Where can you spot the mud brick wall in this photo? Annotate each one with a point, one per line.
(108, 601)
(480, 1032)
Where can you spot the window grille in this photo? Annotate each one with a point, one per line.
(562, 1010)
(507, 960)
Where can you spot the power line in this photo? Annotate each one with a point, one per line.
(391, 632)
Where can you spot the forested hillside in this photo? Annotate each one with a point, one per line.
□ □ □ □ □ □ □
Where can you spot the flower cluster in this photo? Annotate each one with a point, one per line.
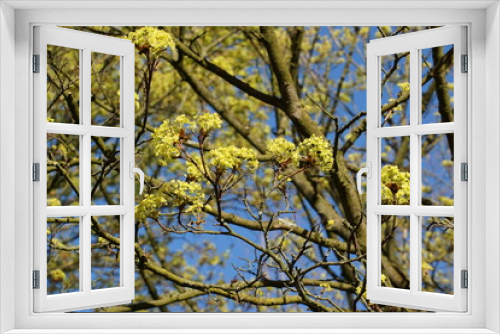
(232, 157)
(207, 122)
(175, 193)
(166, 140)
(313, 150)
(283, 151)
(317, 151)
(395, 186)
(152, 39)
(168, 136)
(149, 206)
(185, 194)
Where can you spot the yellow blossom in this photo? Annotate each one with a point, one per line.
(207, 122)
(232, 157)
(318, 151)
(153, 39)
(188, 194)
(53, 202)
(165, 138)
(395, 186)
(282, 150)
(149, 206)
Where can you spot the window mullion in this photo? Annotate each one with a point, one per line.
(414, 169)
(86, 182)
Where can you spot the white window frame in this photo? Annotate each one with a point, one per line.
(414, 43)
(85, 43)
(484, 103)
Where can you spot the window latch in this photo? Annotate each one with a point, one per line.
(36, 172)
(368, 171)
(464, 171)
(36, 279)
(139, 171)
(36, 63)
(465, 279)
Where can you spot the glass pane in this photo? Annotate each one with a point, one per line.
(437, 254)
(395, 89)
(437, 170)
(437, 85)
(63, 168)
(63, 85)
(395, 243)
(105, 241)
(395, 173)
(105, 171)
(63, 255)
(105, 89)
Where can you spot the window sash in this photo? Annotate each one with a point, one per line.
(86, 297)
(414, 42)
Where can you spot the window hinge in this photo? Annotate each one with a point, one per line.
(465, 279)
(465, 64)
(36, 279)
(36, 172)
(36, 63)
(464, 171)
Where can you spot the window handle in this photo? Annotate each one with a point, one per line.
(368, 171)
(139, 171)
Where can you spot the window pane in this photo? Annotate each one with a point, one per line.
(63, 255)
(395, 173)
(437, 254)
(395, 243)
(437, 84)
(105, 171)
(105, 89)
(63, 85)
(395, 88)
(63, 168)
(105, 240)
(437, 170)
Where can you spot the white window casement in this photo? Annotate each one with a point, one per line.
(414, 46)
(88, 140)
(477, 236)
□ □ □ □ □ □ □
▶ What to produce: Please state how many lines of the listing above contain the word "white", where case counts. Give only the number.

▶ Reply: 2